2015-10-19 Thread Charles Rumford
I ended up SNMP polling my Aruba controllers for their stat information.

As I don’t run our RADIUS systems, getting comparable stats from them is a bit 
challanging. The RADIUS server stats I have access to are in number of 
requests, where the Aruba MIB offers stats by complete auth.

You can see the results of the collection at [0], and if you are interest, the 
code is at [1].

[0] - http://drahtlos.dccs.upenn.edu/localhost/localhost/index.html#wireless
[1] - 
https://bitbucket.org/TallWireless/randomscripts/src/096bc66f00d1/auth-stats-poll/?at=master


> On Oct 19, 2015, at 10:51 AM, Matthew Newton <m...@leicester.ac.uk> wrote:
> 
> Hi Charles,
> 
> On Thu, Oct 15, 2015 at 09:08:33PM +, Charles Rumford wrote:
>> I’m currently embarking on a project to determine the number of
>> RADIUS auths per minute each one of my controllers is generating
>> to plan for the capacity I need for my RADIUS servers.
>> 
>> I was curious if anyone has embarked on a similar journey and
>> tried to measure auth rates coming from their controllers?
> 
> We feed our RADIUS logs into elasticsearch, which you can then
> query with kibana to get nice graphs of pretty much whatever you
> want from the logs, which of course includes requests, auth
> success, failures per second/minute, hour etc. We have several
> plots, one of which shows auths per sec for each controller in a
> stacked graph, as well as controller SNMP traps for RADIUS errors
> (so we can see when MSCHAP/Samba/AD is becoming overloaded...!).
> 
> I bundled the basic config for detail files into the FreeRADIUS
> source:
> 
>  
> https://github.com/FreeRADIUS/freeradius-server/tree/v3.0.x/doc/schemas/logstash
> 
> but that should work with any RADIUS server that writes out detail
> logs.

--

Problems |
1. In the RADIUS thread, what did Charles Rumford end up SNMP polling to get stat information?
2. Repeat a passage from the RADIUS thread word for word, beginning at the words "2015-10-19 Thread Charles" and stopping after "by complete auth.".
3. Write the next part of the RADIUS thread, picking up after its final line.
The items after the RADIUS thread have no connection to it.

Coordinate annotation records:
--

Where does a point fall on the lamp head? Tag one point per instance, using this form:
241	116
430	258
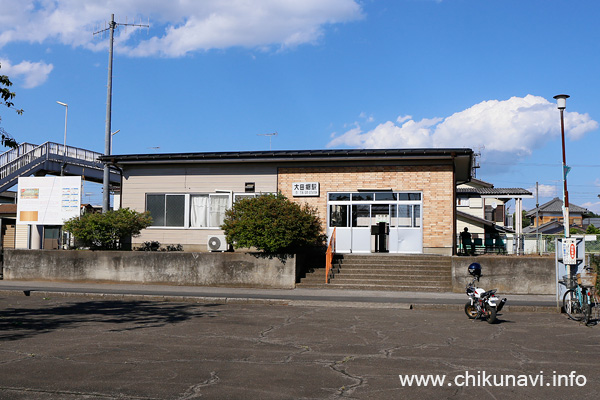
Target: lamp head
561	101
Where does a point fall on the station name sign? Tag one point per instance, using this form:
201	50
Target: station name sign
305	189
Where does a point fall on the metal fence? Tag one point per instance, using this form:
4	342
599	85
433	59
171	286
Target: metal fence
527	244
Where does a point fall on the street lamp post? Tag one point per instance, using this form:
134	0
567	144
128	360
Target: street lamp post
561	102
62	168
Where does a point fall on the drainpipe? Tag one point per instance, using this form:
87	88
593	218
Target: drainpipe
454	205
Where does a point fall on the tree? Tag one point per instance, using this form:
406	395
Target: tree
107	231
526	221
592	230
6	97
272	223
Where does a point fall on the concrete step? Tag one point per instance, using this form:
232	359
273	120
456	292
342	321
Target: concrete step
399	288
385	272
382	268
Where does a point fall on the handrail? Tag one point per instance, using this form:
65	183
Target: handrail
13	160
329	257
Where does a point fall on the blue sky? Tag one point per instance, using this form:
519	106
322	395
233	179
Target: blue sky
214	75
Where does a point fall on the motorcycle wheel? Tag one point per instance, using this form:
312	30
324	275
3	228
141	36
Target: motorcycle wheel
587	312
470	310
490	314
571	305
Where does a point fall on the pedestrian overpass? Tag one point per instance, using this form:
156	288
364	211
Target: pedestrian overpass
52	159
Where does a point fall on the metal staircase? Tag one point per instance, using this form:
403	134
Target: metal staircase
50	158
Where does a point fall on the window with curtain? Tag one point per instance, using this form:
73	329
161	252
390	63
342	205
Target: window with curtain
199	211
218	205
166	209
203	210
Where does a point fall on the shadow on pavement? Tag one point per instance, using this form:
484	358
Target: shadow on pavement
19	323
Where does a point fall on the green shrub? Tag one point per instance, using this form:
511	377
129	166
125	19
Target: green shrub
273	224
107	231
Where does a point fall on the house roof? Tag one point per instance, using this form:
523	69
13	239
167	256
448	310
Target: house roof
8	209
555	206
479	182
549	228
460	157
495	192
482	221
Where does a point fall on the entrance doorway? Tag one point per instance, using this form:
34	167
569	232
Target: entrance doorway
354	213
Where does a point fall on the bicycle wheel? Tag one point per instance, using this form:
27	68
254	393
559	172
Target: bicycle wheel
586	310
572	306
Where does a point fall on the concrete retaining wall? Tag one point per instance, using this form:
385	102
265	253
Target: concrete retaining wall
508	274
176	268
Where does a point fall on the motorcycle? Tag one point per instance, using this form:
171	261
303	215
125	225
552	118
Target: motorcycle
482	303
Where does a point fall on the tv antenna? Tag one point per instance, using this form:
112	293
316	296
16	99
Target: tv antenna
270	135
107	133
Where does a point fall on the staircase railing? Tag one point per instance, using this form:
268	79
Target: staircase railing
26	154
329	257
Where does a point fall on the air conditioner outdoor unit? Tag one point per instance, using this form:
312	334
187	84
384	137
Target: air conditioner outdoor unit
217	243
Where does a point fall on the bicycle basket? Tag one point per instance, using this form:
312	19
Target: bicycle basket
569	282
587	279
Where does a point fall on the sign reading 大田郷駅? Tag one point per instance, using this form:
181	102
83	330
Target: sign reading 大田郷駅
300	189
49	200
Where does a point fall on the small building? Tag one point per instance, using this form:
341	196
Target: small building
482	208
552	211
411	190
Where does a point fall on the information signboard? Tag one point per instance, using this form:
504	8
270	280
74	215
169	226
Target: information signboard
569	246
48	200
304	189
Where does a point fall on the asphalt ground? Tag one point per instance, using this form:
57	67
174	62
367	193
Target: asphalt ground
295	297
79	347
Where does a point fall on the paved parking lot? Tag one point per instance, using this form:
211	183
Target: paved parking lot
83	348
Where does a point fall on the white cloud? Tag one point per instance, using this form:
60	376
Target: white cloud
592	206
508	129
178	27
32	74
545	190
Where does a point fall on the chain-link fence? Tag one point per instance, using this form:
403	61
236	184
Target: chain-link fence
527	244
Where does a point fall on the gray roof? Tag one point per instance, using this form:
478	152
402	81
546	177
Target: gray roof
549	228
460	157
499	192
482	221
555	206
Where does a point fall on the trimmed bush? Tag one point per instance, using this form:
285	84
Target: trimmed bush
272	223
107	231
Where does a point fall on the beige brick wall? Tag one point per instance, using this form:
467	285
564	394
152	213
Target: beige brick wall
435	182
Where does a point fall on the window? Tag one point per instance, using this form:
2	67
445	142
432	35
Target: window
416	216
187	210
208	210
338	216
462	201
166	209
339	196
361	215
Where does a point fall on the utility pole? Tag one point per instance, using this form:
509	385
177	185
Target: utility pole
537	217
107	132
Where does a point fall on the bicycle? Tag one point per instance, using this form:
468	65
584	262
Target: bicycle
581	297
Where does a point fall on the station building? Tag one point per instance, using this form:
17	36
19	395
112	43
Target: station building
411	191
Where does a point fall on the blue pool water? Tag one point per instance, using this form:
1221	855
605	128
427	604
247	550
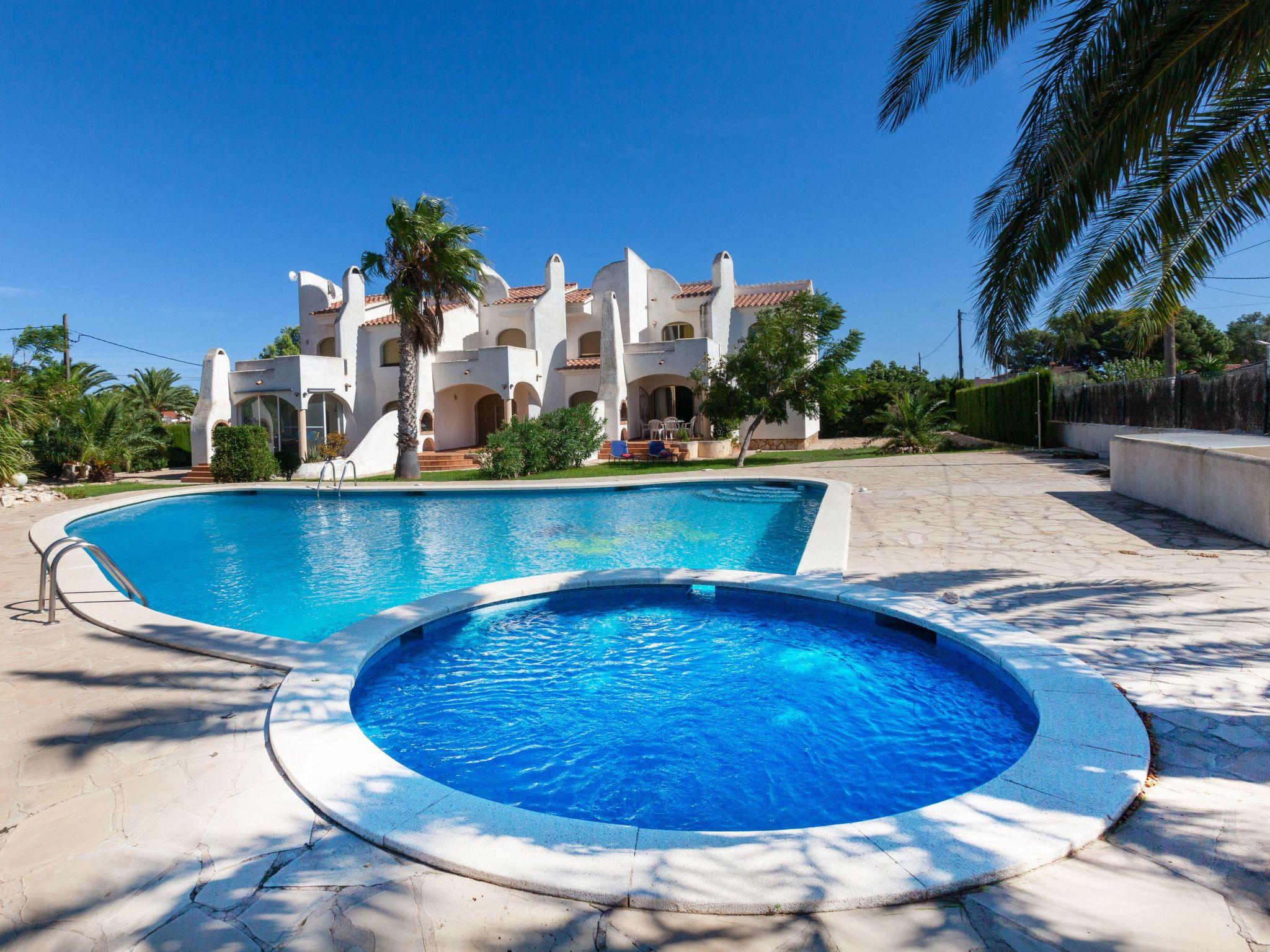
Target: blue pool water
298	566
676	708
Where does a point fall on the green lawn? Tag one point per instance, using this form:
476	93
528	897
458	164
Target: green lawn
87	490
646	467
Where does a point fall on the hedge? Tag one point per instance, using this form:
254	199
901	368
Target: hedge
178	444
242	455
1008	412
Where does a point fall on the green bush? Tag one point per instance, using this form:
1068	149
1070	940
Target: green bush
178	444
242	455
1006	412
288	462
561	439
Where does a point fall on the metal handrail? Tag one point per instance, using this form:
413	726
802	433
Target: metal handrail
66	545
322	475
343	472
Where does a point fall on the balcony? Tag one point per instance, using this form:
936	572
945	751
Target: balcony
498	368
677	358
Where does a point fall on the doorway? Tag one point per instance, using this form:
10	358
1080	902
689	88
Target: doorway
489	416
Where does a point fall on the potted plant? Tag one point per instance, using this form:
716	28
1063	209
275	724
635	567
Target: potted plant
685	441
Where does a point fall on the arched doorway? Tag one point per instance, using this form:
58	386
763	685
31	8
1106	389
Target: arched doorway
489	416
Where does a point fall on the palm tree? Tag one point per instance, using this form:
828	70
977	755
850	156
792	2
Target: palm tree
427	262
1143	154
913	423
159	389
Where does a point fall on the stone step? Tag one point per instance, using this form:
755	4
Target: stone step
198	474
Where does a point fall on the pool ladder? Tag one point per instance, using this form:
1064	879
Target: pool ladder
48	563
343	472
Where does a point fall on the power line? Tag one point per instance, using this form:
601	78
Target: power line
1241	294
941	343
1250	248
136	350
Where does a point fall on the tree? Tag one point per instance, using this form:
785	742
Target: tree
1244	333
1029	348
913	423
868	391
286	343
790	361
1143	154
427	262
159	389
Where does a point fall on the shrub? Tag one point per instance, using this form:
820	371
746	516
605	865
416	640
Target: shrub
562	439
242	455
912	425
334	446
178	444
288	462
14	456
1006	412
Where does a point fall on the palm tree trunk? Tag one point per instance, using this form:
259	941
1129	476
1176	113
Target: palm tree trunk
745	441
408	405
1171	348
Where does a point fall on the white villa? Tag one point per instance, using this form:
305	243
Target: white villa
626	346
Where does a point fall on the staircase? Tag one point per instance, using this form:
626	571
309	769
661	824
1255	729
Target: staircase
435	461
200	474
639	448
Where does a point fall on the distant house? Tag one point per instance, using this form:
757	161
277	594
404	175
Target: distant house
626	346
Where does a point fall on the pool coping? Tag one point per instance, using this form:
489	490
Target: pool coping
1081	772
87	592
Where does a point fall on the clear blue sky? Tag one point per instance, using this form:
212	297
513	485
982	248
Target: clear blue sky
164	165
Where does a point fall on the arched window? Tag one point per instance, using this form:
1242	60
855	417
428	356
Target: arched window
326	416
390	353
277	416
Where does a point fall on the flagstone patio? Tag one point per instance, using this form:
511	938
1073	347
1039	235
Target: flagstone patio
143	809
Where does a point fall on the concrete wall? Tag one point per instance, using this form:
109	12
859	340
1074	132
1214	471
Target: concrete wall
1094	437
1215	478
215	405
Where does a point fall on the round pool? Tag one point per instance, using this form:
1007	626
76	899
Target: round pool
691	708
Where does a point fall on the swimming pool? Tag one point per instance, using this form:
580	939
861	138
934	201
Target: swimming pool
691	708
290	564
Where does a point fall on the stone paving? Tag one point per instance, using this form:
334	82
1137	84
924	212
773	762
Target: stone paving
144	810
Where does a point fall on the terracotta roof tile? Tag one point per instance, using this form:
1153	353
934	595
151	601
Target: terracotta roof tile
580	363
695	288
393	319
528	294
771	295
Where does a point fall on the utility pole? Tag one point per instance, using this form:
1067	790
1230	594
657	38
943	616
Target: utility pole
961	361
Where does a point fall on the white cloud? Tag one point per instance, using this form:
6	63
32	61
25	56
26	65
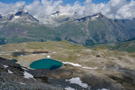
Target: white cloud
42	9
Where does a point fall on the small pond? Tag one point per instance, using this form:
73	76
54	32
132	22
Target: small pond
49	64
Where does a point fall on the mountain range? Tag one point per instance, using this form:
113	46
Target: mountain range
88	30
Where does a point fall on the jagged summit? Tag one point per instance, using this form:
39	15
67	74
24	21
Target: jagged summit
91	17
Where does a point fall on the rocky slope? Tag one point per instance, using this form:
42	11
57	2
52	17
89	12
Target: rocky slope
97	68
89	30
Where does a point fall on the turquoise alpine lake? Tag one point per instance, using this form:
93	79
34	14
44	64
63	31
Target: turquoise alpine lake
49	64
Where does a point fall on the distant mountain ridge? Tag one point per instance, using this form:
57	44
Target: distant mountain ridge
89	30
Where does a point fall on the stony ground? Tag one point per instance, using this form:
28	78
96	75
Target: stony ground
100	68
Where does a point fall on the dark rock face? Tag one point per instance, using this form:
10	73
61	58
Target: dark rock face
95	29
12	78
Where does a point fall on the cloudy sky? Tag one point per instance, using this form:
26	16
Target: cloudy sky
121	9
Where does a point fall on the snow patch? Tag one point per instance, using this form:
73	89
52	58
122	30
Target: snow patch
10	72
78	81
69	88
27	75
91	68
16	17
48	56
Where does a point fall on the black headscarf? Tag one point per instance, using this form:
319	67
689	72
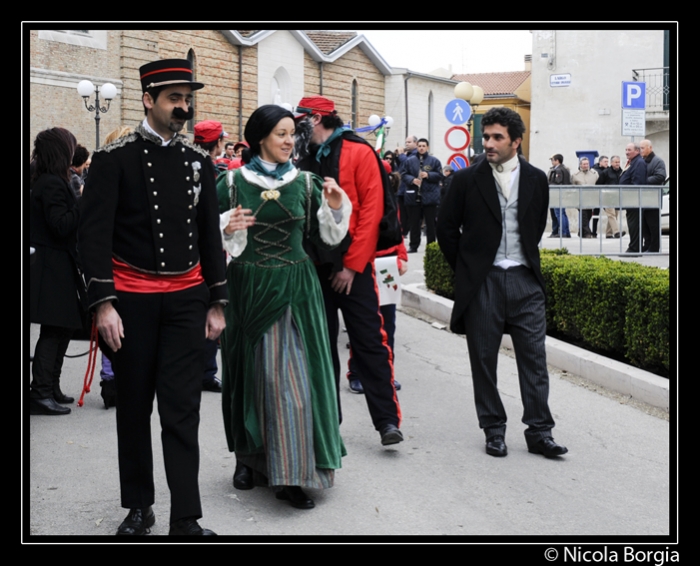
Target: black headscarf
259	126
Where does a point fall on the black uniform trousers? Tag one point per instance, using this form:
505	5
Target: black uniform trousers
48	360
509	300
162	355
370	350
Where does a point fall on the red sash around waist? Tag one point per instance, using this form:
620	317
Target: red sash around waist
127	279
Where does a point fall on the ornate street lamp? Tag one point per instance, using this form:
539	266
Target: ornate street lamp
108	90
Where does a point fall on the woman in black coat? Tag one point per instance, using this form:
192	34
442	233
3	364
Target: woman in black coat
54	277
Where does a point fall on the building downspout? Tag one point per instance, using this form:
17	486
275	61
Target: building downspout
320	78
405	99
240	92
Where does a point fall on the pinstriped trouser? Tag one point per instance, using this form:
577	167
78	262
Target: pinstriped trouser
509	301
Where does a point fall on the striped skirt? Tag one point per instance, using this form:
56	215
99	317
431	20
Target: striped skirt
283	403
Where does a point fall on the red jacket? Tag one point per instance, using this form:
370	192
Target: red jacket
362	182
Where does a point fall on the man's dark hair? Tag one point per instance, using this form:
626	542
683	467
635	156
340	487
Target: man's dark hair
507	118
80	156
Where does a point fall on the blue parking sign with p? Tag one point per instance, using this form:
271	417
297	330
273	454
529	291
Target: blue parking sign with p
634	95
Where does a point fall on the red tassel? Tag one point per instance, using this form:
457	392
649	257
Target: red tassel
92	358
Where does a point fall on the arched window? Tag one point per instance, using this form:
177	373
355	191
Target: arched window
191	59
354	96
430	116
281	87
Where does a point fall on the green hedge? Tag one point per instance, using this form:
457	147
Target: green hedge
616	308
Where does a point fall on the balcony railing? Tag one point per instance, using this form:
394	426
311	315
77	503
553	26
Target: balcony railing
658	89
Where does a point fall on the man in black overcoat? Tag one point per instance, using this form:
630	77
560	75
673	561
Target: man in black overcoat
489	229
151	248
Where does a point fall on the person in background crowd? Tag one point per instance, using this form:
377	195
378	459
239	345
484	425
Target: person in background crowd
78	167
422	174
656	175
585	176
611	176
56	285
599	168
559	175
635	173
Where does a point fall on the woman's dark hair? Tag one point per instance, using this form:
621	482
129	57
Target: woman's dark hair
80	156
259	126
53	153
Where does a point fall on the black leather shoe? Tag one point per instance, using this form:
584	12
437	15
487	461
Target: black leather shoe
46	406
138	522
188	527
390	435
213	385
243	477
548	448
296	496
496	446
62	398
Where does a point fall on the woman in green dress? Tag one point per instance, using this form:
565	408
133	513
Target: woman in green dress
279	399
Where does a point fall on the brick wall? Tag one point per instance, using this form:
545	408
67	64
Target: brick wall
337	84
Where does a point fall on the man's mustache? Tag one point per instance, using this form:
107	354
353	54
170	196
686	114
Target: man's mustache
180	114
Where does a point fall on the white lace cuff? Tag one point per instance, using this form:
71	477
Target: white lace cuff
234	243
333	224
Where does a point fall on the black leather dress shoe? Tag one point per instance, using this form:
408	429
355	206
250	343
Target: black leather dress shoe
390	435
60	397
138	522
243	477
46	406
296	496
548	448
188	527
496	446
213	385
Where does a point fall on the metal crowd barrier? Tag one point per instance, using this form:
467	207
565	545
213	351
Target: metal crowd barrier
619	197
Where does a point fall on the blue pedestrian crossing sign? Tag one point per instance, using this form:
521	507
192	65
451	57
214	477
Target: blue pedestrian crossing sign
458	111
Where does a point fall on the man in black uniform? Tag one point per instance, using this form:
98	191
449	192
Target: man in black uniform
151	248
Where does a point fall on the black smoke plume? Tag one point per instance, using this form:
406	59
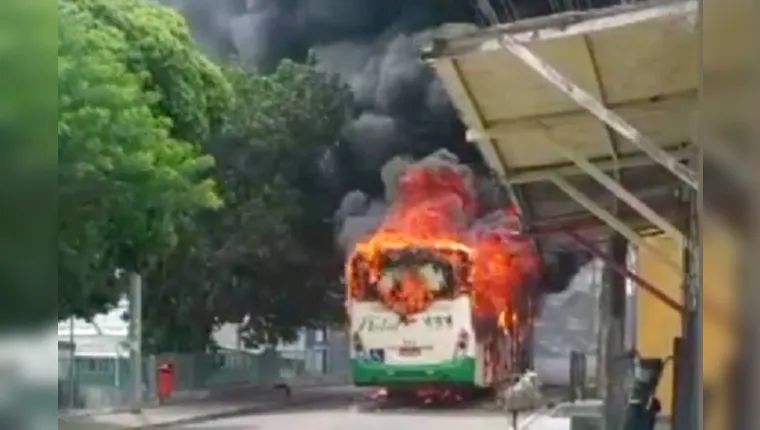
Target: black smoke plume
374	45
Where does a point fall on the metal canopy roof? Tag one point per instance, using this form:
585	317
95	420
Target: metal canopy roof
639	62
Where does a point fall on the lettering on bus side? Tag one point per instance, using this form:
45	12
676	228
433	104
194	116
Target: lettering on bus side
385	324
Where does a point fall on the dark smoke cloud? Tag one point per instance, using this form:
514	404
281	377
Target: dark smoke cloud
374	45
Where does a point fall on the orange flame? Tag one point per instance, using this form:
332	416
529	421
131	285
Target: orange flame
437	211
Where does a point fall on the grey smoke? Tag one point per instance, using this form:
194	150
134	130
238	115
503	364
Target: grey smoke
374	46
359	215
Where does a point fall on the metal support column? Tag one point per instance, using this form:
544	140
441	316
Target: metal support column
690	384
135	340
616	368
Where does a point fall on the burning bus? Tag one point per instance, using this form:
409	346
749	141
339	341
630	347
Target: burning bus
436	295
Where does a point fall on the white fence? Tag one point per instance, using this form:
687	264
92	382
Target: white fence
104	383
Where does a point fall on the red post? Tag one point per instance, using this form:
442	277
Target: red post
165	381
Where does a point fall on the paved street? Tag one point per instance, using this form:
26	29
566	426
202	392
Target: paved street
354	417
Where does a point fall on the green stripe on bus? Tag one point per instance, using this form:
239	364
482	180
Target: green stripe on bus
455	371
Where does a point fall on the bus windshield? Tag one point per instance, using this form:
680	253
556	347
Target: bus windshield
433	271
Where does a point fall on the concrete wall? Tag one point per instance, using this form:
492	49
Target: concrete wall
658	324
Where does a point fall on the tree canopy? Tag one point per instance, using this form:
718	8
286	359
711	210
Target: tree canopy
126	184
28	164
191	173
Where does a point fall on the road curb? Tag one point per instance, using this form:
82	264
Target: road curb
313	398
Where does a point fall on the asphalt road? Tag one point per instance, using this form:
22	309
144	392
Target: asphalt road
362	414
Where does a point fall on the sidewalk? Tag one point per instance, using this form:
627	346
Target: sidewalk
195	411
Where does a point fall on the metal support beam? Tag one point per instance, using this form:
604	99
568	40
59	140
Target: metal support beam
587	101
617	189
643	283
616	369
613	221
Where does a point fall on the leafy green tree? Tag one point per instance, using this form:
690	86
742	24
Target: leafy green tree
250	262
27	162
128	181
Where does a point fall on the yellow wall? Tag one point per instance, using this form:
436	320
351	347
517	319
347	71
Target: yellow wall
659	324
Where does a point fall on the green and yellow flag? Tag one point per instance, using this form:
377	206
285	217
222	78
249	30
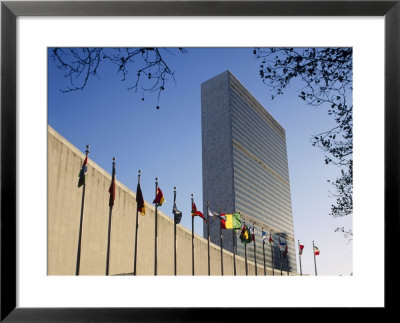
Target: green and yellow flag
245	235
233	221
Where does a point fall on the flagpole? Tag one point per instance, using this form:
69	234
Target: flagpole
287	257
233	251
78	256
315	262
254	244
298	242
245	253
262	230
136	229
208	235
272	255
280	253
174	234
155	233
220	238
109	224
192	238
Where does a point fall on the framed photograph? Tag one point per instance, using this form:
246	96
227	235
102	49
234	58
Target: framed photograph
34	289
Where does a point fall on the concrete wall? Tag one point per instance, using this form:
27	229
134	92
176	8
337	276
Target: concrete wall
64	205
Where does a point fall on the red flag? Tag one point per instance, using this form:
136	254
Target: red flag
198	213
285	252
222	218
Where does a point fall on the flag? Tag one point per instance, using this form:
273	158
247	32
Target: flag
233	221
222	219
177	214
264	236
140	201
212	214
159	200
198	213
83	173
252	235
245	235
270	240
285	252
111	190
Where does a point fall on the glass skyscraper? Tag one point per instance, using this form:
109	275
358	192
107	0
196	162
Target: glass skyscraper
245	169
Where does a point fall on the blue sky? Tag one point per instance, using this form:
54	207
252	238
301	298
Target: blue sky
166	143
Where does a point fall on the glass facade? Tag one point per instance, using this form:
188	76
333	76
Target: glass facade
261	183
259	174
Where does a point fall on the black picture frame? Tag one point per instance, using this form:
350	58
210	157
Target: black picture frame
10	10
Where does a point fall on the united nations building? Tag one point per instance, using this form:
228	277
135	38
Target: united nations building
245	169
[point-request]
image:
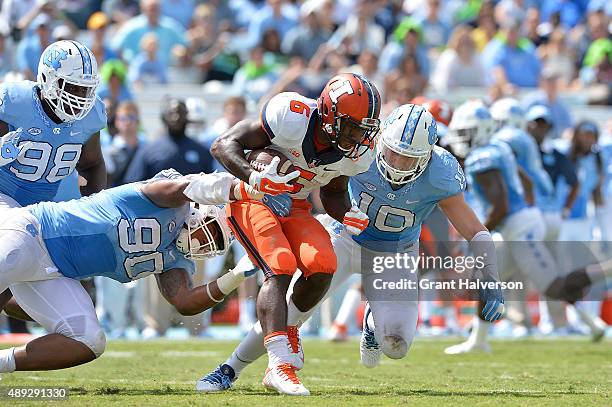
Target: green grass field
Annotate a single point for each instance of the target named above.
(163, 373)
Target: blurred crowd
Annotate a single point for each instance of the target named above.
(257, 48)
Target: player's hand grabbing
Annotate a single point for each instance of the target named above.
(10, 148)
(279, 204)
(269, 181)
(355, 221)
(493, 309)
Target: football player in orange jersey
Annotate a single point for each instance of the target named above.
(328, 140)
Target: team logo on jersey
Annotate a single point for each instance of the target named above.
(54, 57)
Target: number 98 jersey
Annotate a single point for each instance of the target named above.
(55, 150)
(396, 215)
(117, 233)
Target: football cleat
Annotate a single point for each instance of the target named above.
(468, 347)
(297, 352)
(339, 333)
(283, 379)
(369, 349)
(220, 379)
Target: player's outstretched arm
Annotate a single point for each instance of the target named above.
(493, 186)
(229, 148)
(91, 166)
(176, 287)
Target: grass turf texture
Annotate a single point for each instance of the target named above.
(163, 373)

--

The replies |
1. His Aruba controllers.

2.
2015-10-19 Thread Charles Rumford
I ended up SNMP polling my Aruba controllers for their stat information.

As I don’t run our RADIUS systems, getting comparable stats from them is a bit 
challanging. The RADIUS server stats I have access to are in number of 
requests, where the Aruba MIB offers stats by complete auth.

3.
> 
> The only downside to this approach as it stands is that it stores
> complete logs, so you probably want to rotate them out after a few
> months for privacy reasons, so you then lose the graphs. I've not
> looked yet but it should be easy in logstash to output the stats
> as well to graphite or similar to keep the basic counters around
> for longer. But this "downside" is of course a great benefit when
> you want to search for logs, as the result is nearly
> instantaneous.
> 
> (Also feeding FreeRADIUS auth logs, Wireless Controller TRAPS and
> logs, and DHCP logs all in to the same elasticsearch index means
> you can get an excellent view across all your wireless logs when
> something goes wrong with a client.)
> 
> As you're using FreeRADIUS you can also use the "status" virtual
> server to get stats out - see sites-available/status. You drive it
> by feeding RADIUS packets into the server (e.g. with radclient) on
> the status port and it responds with the data. Examples in the
> server file. They can then be plotted with $GRAPHER_OF_CHOICE.
> 
> Cheers,
> 
> Matthew
> 
> 
> --
> Matthew Newton, Ph.D. <m...@le.ac.uk>
> 
> Systems Specialist, Infrastructure Services,
> I.T. Services, University of Leicester, Leicester LE1 7RH, United Kingdom
> 
> For IT help contact helpdesk extn. 2253, <ith...@le.ac.uk>
> 
> **
> Participation and subscription information for this EDUCAUSE Constituent 
> Group discussion list can be found at http://www.educause.edu/groups/.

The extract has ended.